### Work instruction
Where a line holds the word "water", copy that line from the data below.

### Listed entries
---------------

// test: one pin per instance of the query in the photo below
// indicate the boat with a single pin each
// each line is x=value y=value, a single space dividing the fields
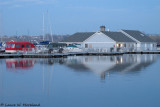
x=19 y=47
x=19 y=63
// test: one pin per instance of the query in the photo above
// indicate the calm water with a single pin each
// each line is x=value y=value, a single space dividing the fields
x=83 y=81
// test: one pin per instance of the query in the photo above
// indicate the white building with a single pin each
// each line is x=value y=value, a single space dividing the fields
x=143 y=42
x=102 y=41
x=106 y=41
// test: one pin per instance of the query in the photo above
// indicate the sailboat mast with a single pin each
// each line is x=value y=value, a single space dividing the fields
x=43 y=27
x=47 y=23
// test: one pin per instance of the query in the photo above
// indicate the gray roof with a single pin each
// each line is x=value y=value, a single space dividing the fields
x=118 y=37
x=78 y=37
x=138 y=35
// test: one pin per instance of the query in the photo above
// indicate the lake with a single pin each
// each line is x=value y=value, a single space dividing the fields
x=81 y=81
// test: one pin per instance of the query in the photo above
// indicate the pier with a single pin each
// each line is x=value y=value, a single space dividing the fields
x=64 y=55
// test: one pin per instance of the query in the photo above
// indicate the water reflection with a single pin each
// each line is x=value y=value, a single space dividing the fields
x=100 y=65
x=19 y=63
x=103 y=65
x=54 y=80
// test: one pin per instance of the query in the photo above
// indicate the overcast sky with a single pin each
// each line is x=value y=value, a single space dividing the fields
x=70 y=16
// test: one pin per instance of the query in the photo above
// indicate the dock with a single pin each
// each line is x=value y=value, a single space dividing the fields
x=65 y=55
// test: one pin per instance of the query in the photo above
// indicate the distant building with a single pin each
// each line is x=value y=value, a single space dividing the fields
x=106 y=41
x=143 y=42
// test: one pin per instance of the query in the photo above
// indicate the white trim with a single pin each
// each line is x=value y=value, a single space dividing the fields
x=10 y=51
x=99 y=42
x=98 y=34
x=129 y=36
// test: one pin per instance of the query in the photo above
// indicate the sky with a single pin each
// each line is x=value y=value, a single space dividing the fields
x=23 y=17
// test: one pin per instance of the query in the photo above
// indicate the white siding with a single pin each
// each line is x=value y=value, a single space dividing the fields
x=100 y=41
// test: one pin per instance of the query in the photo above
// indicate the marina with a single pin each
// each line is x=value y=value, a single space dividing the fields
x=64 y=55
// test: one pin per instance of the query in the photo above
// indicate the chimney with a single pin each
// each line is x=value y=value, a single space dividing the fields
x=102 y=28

---------------

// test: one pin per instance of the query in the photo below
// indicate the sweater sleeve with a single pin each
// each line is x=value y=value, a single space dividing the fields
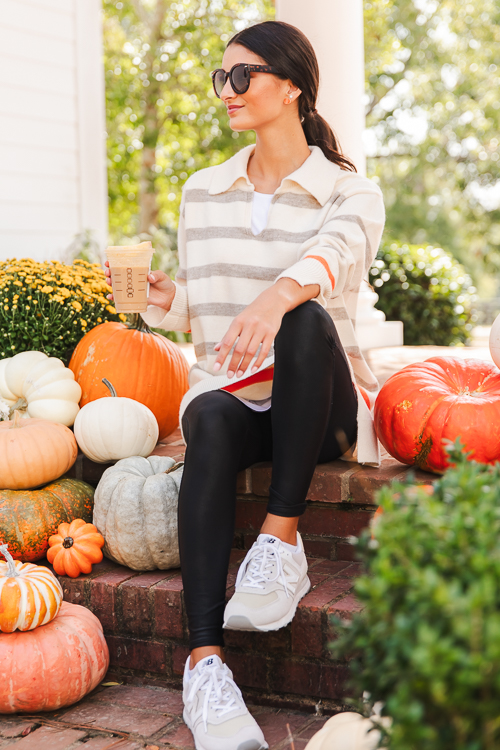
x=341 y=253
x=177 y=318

---------------

### Result of the task
// indicate the calm water with a single pin each
// indicate the water reflection with a single pin each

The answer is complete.